■ **What you should do**:
Within the records, find every line that includes the word "below" and copy it.

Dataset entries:
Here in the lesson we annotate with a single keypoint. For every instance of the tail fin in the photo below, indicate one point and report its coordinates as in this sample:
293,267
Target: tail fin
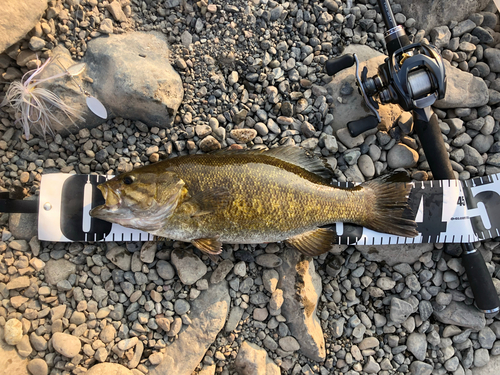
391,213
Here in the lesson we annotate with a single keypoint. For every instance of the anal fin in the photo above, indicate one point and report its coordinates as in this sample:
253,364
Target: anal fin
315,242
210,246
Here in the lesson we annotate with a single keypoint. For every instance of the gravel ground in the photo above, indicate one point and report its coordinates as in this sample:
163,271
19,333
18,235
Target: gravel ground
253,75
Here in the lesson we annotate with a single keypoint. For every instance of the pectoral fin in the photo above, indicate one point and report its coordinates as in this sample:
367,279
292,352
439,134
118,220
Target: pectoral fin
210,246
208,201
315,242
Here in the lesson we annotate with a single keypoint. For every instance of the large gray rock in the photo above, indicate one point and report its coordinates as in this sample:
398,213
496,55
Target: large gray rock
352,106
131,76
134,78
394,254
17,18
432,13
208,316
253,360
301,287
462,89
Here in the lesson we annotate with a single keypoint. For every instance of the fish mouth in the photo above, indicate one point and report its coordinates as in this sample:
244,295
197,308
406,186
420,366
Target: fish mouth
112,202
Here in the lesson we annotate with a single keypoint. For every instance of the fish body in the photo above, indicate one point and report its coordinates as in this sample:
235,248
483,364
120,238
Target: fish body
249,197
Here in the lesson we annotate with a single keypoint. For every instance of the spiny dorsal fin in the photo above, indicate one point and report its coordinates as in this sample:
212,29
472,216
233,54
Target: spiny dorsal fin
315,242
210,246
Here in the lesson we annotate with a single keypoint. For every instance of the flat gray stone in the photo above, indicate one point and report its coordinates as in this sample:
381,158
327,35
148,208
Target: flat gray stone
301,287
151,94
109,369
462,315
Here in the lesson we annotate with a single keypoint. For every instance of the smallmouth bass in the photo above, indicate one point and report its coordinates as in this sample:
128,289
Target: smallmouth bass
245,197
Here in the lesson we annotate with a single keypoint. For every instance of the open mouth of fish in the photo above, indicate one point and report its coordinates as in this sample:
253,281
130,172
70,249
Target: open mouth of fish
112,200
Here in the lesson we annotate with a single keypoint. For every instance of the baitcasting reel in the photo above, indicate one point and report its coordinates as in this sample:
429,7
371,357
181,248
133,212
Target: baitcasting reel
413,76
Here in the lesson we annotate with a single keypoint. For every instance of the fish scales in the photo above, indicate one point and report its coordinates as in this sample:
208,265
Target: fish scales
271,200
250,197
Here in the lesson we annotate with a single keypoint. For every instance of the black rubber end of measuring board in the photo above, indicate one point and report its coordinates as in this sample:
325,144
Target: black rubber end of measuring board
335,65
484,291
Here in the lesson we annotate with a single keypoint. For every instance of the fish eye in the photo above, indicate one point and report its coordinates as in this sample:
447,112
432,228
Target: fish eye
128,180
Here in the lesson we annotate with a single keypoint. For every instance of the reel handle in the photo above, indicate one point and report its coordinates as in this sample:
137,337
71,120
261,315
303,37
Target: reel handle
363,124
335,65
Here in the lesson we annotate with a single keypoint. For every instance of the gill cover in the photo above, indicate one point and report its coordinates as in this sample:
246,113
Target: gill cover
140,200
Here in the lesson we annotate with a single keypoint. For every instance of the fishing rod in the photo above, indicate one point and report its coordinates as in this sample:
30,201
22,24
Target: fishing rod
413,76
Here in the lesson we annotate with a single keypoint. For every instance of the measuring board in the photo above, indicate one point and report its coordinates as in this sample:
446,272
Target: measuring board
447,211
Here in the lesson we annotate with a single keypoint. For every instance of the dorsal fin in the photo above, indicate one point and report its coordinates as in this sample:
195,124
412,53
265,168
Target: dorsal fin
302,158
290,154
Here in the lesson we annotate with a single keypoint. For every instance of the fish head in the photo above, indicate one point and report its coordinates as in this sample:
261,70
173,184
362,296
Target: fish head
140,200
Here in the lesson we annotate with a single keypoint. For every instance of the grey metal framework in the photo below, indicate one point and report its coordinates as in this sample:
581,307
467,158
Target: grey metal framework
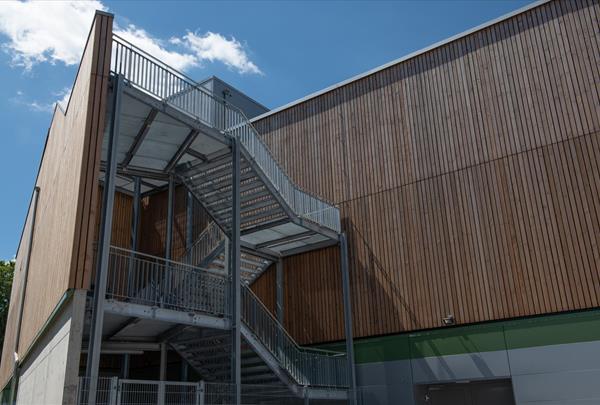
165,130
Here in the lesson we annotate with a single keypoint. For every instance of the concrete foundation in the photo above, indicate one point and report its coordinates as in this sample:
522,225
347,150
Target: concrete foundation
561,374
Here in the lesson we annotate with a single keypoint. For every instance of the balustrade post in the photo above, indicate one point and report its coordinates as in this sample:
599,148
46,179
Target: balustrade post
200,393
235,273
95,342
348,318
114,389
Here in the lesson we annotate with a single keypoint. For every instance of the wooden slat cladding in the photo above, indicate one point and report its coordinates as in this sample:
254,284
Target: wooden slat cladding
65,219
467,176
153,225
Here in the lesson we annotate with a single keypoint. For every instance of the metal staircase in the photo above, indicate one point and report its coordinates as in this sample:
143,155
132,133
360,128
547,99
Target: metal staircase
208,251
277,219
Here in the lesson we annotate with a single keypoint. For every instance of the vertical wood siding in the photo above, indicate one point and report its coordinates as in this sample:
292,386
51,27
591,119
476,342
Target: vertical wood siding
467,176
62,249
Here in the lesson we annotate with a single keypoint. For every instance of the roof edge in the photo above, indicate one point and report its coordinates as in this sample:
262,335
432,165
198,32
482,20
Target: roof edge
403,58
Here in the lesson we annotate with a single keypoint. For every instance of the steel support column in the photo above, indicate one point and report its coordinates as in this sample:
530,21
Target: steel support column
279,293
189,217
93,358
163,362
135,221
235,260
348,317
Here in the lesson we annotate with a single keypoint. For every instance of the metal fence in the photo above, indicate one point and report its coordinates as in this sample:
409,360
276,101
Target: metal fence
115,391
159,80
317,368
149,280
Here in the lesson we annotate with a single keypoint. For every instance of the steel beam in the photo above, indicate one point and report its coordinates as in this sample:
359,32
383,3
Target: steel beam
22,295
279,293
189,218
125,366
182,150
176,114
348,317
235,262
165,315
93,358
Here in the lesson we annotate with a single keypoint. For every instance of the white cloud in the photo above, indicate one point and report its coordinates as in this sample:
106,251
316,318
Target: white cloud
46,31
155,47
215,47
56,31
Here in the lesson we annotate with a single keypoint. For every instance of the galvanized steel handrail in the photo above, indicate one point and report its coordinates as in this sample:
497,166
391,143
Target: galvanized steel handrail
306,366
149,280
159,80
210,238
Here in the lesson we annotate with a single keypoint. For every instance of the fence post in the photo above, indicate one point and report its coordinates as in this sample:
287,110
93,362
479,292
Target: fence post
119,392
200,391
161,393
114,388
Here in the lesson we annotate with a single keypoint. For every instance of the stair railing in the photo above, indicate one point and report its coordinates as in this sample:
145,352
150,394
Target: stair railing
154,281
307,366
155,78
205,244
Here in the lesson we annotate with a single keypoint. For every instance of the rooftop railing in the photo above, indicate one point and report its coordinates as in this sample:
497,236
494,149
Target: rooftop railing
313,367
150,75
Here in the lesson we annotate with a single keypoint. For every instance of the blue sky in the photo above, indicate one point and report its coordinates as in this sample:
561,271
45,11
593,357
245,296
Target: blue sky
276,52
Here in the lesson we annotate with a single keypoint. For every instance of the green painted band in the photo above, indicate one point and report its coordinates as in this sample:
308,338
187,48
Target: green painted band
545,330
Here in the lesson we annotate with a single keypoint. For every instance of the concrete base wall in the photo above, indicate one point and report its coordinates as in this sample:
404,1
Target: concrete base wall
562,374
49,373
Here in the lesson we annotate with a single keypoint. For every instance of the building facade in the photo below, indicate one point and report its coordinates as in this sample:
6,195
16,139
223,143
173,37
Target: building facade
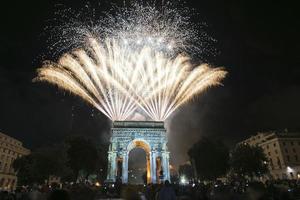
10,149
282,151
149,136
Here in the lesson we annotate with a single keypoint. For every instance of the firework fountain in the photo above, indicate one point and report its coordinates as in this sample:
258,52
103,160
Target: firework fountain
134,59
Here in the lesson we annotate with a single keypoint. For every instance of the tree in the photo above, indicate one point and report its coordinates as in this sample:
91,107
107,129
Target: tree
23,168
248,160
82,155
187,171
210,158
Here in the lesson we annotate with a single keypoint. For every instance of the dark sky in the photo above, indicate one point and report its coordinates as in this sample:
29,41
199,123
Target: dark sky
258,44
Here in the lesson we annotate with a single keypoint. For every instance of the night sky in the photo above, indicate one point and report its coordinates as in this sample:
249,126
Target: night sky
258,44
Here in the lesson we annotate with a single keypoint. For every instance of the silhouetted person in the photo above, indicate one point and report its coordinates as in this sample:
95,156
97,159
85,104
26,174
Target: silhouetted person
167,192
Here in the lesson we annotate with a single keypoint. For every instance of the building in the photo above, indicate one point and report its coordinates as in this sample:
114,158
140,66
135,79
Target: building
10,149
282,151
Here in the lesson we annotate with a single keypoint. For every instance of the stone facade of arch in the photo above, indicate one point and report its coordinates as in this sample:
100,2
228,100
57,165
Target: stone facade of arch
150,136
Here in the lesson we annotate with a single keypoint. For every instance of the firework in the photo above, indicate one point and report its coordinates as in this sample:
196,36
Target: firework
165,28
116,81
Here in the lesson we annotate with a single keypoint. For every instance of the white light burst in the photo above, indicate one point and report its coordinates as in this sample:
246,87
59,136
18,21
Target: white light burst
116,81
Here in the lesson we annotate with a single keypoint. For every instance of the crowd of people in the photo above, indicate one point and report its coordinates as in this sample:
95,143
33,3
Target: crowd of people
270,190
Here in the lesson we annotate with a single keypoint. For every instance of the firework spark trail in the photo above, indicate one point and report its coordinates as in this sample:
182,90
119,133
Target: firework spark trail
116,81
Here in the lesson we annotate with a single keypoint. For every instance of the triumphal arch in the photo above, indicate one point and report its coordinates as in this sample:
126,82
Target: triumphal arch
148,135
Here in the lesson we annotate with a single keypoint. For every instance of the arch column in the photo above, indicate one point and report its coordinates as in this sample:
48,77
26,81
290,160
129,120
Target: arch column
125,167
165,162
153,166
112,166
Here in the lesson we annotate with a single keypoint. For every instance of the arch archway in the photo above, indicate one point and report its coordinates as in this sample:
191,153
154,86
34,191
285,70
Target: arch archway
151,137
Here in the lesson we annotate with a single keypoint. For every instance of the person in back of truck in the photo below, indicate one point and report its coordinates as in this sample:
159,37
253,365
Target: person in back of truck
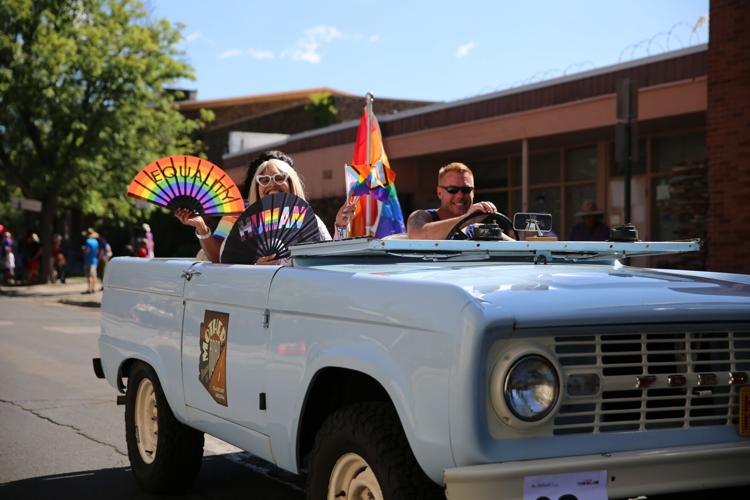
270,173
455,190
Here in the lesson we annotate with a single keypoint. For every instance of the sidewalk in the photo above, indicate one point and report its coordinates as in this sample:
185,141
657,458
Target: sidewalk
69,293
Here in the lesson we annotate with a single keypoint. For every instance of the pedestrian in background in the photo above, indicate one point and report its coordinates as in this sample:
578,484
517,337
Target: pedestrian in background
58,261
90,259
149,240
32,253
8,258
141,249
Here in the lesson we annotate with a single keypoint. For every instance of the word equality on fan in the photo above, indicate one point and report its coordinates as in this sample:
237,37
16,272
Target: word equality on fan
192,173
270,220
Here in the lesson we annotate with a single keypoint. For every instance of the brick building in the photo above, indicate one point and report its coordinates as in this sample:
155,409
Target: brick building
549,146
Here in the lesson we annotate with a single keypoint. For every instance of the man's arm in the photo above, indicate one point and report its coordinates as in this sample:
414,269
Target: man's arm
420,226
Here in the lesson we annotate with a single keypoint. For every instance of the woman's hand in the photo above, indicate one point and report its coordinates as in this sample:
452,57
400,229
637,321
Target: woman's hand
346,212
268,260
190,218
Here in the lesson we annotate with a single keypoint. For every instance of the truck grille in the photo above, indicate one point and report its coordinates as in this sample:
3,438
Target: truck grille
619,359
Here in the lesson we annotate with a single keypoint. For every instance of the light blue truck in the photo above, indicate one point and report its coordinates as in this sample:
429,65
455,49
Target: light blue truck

■ **Your response**:
Here in the lesson we annotate with a single keypoint. For every instance of the tail fin in the photo below, indicate one point and report its coordinates as in this sample:
Here in the lesson we annotate with a single keypoint. For every instance of the grey metal framework in the photo below, indicate one point and report its coordinates as in this sample:
Here in the lesson we annotate with a single keypoint. For every instance of the building facade in the photo below, indicate one point and report its coordinates as in this sample:
Here in the lesson we annotate with a single keypoint. For every instance of the person in back of truck in the photo below, indicate one point and report its coordinates as in this sample:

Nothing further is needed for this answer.